## Begin Materials provided

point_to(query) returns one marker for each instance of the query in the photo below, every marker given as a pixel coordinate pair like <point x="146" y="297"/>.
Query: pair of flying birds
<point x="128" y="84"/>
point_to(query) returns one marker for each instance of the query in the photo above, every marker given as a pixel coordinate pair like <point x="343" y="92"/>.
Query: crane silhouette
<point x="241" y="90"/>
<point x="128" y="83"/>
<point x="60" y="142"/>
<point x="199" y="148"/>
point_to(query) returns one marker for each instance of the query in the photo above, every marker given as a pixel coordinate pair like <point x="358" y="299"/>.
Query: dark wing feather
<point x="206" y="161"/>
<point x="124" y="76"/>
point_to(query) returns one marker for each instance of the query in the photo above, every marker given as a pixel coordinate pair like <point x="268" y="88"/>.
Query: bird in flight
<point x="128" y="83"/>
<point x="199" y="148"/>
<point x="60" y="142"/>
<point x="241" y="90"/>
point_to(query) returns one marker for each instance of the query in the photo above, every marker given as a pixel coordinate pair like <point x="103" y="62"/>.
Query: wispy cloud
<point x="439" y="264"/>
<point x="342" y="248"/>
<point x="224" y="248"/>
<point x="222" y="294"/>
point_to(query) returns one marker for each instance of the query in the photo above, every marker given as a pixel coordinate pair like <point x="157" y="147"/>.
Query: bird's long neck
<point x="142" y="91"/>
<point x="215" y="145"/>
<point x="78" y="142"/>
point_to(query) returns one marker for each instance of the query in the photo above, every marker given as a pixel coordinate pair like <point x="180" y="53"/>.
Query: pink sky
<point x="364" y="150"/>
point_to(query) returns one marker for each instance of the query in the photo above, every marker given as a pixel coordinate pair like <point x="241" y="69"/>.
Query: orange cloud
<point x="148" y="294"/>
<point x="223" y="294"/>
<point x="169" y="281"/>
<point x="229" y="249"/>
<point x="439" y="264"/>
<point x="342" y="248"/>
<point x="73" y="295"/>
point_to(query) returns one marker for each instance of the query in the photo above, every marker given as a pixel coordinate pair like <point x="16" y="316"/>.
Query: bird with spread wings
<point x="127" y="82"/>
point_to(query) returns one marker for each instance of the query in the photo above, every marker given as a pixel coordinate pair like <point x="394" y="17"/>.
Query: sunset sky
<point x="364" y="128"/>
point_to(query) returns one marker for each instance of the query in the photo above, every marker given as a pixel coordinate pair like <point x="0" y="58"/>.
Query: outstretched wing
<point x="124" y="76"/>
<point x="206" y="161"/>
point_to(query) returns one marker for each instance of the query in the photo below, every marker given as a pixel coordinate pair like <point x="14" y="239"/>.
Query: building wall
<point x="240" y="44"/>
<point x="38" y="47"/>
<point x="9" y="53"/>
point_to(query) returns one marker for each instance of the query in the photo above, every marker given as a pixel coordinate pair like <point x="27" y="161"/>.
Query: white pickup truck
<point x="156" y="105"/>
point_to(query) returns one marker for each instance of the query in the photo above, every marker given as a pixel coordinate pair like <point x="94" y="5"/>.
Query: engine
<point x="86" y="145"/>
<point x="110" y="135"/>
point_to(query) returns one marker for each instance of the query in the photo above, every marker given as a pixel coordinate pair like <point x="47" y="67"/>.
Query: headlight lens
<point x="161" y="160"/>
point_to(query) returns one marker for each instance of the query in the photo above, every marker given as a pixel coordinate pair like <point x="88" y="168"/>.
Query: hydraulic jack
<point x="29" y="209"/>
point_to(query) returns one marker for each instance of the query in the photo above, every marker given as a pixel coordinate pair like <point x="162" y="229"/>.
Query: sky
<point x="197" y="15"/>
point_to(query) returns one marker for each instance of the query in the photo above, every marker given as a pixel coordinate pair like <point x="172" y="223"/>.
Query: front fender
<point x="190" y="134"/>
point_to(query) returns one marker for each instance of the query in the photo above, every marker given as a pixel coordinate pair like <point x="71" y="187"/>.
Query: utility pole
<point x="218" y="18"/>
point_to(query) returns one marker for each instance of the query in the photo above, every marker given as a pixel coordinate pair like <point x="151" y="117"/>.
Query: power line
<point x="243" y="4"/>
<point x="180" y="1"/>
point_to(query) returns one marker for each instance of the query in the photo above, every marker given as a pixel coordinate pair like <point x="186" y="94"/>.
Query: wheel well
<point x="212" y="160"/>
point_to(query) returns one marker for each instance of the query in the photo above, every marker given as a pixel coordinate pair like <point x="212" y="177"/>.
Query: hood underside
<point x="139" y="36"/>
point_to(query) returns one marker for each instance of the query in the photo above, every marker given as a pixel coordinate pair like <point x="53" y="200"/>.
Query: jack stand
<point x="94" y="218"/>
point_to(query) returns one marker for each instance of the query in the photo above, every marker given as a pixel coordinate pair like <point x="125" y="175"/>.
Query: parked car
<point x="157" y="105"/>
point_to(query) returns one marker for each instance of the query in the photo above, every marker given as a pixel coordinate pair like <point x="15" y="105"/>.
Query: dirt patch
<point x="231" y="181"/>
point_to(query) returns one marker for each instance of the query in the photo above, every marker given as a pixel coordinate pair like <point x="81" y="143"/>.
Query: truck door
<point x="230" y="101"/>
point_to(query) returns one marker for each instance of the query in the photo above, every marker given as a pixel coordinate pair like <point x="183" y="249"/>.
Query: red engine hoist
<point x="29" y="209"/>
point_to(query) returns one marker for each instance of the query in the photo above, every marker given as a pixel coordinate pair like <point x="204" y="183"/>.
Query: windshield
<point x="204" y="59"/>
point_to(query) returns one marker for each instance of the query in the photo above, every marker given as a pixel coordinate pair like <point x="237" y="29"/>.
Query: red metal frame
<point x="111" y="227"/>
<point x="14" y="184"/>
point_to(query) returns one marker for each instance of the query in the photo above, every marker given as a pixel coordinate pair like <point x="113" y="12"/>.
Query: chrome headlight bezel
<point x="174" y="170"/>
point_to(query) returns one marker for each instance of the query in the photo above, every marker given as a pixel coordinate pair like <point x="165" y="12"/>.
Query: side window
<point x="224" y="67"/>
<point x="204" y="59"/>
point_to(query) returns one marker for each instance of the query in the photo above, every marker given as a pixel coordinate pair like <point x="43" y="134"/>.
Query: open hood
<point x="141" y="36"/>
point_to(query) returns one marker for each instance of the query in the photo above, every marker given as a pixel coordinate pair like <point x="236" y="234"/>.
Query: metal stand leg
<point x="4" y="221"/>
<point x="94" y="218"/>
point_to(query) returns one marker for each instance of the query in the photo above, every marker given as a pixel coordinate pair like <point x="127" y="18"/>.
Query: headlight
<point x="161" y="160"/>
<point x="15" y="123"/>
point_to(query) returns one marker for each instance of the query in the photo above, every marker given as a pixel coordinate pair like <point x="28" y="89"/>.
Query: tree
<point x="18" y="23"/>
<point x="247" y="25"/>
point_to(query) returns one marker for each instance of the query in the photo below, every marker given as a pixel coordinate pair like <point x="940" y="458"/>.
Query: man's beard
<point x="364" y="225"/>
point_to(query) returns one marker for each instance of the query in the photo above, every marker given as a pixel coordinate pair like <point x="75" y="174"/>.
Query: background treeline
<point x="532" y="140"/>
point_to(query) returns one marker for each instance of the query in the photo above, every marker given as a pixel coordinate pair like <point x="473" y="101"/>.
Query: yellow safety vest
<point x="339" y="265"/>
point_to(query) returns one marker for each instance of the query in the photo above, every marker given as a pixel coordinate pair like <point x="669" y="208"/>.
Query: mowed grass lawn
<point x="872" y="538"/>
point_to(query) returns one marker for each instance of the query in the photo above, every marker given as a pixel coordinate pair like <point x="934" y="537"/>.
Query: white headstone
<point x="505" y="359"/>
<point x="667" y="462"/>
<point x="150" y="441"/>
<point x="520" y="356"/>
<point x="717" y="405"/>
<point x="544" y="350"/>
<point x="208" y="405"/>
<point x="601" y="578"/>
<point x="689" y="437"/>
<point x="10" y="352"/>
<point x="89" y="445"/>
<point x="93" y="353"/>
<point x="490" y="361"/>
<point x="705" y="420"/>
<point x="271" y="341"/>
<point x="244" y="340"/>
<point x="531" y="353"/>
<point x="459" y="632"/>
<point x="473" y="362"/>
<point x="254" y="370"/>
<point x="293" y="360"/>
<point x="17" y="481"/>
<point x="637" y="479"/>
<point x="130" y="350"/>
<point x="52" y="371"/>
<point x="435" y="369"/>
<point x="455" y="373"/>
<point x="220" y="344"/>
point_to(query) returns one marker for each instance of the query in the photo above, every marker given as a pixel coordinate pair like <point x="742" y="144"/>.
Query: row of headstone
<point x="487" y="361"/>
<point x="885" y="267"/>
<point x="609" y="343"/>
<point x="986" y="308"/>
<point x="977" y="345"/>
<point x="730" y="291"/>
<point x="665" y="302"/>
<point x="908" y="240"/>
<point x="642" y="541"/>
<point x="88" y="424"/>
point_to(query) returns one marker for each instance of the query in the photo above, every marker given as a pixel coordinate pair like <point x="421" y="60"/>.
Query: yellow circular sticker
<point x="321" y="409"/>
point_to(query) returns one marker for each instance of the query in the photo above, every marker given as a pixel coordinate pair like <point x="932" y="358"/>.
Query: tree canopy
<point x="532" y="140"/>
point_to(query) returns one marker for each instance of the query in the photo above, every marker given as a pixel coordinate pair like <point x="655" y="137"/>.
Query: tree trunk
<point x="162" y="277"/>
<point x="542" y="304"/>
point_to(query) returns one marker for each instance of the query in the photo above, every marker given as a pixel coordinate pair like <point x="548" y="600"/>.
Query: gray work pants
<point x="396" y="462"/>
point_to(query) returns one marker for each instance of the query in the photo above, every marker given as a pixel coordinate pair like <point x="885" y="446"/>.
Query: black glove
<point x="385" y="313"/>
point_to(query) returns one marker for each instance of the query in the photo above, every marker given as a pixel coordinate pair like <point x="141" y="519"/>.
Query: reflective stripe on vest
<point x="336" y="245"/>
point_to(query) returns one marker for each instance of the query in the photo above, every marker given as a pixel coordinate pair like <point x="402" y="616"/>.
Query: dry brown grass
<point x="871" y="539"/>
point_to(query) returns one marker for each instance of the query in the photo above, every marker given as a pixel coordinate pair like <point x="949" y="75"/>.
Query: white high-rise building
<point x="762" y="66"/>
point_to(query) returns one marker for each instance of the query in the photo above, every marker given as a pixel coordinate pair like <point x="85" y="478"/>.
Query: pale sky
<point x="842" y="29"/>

## End Materials provided

▶ **Written instruction**: Tally the lines in the data above that contain the word "jack", treating case as significant, and give only the number.

▶ **Written response**: 2